Your objective: Display each line of the data below that contains the string "stone", copied unchanged and one per line.

• • • •

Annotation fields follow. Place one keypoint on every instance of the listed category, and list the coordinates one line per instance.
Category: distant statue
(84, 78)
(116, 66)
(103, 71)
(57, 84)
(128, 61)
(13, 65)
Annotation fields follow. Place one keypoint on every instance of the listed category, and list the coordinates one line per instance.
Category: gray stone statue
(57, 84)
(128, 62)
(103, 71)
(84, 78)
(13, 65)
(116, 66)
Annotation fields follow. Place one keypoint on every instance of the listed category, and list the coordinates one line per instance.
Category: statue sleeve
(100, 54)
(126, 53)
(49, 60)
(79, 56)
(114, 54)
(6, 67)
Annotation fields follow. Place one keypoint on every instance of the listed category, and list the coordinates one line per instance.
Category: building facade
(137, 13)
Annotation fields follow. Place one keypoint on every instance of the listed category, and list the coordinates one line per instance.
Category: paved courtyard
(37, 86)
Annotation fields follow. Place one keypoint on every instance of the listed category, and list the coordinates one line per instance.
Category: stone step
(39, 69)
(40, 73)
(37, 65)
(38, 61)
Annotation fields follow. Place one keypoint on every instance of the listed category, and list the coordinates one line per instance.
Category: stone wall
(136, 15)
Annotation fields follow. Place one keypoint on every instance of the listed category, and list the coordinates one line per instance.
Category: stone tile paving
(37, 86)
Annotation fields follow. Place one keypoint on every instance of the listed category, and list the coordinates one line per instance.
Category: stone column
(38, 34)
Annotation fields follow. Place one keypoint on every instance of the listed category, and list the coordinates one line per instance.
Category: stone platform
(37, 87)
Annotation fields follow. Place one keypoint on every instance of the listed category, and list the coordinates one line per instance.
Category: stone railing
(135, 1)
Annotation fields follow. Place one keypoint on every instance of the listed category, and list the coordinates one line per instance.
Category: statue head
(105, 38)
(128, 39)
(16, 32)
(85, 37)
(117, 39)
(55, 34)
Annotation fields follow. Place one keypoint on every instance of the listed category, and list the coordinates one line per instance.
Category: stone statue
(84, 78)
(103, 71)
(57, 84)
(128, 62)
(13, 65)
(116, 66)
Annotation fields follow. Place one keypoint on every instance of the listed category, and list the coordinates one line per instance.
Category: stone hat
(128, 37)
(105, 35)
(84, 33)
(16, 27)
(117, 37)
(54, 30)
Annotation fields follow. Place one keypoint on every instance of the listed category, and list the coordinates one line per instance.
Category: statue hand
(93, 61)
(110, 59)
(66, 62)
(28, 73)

• • • •

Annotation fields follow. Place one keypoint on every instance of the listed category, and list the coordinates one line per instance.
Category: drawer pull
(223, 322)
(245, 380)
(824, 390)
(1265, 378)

• • • •

Answer:
Category: gray stone statue
Category: stone step
Category: stone wall
Category: stone tile paving
Category: stone column
Category: stone platform
Category: stone railing
Category: stone statue
Category: stone hat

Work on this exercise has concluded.